INSTRUCTION:
Please reproduce the material below line for line, changing nothing.
|---|
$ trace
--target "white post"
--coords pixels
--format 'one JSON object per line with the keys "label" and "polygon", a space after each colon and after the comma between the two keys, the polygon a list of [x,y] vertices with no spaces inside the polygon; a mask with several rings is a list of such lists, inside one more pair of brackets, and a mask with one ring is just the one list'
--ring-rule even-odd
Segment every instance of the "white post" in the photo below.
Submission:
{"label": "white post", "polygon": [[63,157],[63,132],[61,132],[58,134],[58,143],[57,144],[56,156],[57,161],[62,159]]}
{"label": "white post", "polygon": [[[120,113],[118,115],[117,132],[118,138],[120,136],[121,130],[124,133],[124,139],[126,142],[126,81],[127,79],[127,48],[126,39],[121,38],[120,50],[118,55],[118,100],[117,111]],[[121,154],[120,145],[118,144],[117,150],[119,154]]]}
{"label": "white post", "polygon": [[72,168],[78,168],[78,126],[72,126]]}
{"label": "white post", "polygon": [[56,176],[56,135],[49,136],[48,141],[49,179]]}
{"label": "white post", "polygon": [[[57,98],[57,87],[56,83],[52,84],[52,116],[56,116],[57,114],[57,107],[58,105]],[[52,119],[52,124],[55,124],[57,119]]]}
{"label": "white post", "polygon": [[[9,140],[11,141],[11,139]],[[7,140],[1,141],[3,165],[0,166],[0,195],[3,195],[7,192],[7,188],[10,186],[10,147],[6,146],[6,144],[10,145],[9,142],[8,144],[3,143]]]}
|---|
OUTPUT FOR THIS TASK:
$ trace
--target "white post"
--coords pixels
--format 'one JSON object per line with the keys "label" and "polygon", a space after each colon and after the comma between the two keys, the polygon a list of [x,y] vertices with no spaces inside the polygon; a mask with several rings is a list of such lists, inside one more pair of brackets, and a mask with one ring is just the one list'
--ring-rule even-odd
Segment every instance of the "white post" in the photo below.
Submission:
{"label": "white post", "polygon": [[63,157],[63,132],[61,132],[58,134],[58,143],[57,144],[56,156],[57,161],[62,159]]}
{"label": "white post", "polygon": [[[120,113],[118,115],[117,132],[118,138],[120,136],[121,130],[124,133],[124,139],[126,142],[126,81],[127,79],[127,48],[126,39],[121,38],[120,50],[118,55],[118,100],[117,111]],[[121,154],[120,145],[118,144],[117,150],[119,154]]]}
{"label": "white post", "polygon": [[72,168],[78,168],[78,126],[72,126]]}
{"label": "white post", "polygon": [[56,176],[56,135],[49,136],[48,141],[49,179]]}
{"label": "white post", "polygon": [[[57,98],[57,87],[56,83],[52,84],[52,116],[56,116],[57,114],[57,107],[58,105]],[[52,119],[52,124],[55,124],[57,119]]]}
{"label": "white post", "polygon": [[[9,140],[11,141],[11,139]],[[7,140],[1,141],[3,165],[0,166],[0,195],[3,195],[7,192],[7,188],[10,186],[10,147],[6,146],[6,144],[10,145],[9,142],[8,144],[3,143]]]}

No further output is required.